→ Consigne A
Dans la critique du film Afternoon :
(i) Quel est le dernier film de cinéma du réalisateur taïwanais ?
(ii) Quelle est la durée approximative de la prise qui constitue le film ?
(iii) De quelles couleurs sont les fauteuils des deux hommes ?
→ Consigne B
Poursuivez la critique du film Afternoon à partir de sa dernière phrase.

→ Extrait fourni
########################################
Le nouveau film de Tsai Ming-liang s’inscrit dans le revirement opéré depuis le dernier film de cinéma du réalisateur taïwanais, Les Chiens errants en 2013. Rappelons en effet que depuis, celui-ci réalise des formes plus courtes (un moyen métrage Journey to the West / Voyage en Occident en 2014 et des courts-métrages consacrés au moine bouddhiste Xuanzang), des installations et des performances qui sont présentées dans des galeries d’art vidéo ou des cinémas-théâtres.
Afternoon constitue la longue prise de près de 2h30 (avec quelques coupes) sans mouvement de caméra d’une conversation filmée entre le réalisateur taïwanais qui se définit ici comme une sorte de moine et son acteur fétiche, Lee Kang-sheng, interprète du moine Xuanzang dans les dernières œuvres de Tsai Ming-liang. Autant dire que le film se présente comme un autoportrait en miroir, une œuvre réflexive à mi-chemin et aux confins du cinéma et de l’installation. Film d’une durée record diront d’aucuns pour ce qui est un entretien entre amis, éprouvante pour ces quelques spectateurs qui ont peu à peu quitté la salle de projection vénitienne…
« Est-ce que les plantes nous comprennent ? On dirait qu’elles nous regardent. »
Pourtant, cette durée record relativement aux autres films présentés à la Mostra s’éprouve bien moins difficilement que le film d’Amos Gitaï, Rabin, the Last Day, présenté quelques jours plus tôt. Il faut dire que ce dernier s’ouvre sur un entretien en champ-contrechamp avec un fond noir qui obstrue toute profondeur de champ. Alors qu’ici le dispositif est ouvert, contenant son propre découpage et montage, laissant au spectateur le loisir d’errer dans l’image qui, si elle reste peu ou prou la même, connaît de subtiles variations (des sons du vent, du mouvement des arbres, des jeux de lumières au gré de l’avancée des heures de la journée,…) : dans le coin d’une pièce aux murs érodés et bruts, sont répartis de part et d’autre les deux hommes assis sur des fauteuils noir et vert dans des vêtements aux teintes sobres (noir, bleu, blanc). Ils sont à la fois de ¾ face l’un à l’autre et de ¾ face à nous ; et c’est au spectateur de réaliser le montage du champ-contrechamp dont le raccord est assuré par l’angle de la pièce.
########################################
→ Données
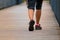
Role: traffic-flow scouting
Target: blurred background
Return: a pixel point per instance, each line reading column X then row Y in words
########################################
→ Résultat A
(i) Les Chiens errants, sorti en 2013.
(ii) Près de 2h30.
(iii) Noir et vert.

→ Résultat B
Par ailleurs, deux fenêtres-paysages respectivement de part et d’autre et au-dessus des têtes des deux hommes ouvrent sur une profondeur de champ : fenêtres végétales pleines de vie débordant aussi en retour sur l’espace des deux hommes, elles délimitent comme cadre dans le cadre un au-devant et au-delà du regard spectatoriel qui encadre la conversation des deux hommes, contaminant aussi leur espace. Tsai interroge d’ailleurs : « Est-ce que les plantes nous comprennent ? On dirait qu’elles nous regardent. » Du reste, elles constituent bien sûr des espaces d’imagination, faisant résonner les paroles données à entendre sans qu’il soit besoin de voir quoi que ce soit (jouant le même rôle que l’écran noir liminaire et les fondus au noir laissant entendre les paroles), et contribuant à réaliser soi-même le découpage et le montage de l’entretien, à y laisser aller notre regard et notre pensée comme bon nous semble.
« Je suppose que j’ai besoin de quelqu’un à qui parler »
Afternoon assume d’être un entretien vagabond prenant la forme d’une conversation entre amis où l’on boit, fume, pleure, rit : ici bien sûr parler de la vie revient à parler de cinéma et vice versa, comme des choses les plus importantes (la pensée de la mort, l’amour, la croyance ou la mystique aussi,…) ou les plus futiles (cuisine, voyage, …). Parler revient à un jeu complice et enfantin (quand par exemple Tsai dit « dans le futur, je serai réalisateur et toi acteur »), comme à un impératif, quand on apprend que Tsai passe ses soirées à parler au téléphone et avoue : « Je suppose que j’ai besoin de quelqu’un à qui parler. »
C’est de cette manière que s’appréhendent en creux les pensées du réalisateur (sur le cinéma, le jeu de l’acteur notamment) non monolithiques mais échangées dans la relation qu’il entretient avec son acteur fétiche et ami : c’est une forme d’espace intime, espace-confession, donné à voir et à entendre, à la manière de Tsai contant le point de vue d’un personnage caché pendant que des personnes font l’amour. Intimité en effet, lors de la déclaration d’amour platonique à Lee qu’il considère comme une relation prédestinée (cadeau le plus précieux de Dieu, dit-il) et comme une seconde mère, ou encore lorsqu’il revient sur ses aventures homosexuelles.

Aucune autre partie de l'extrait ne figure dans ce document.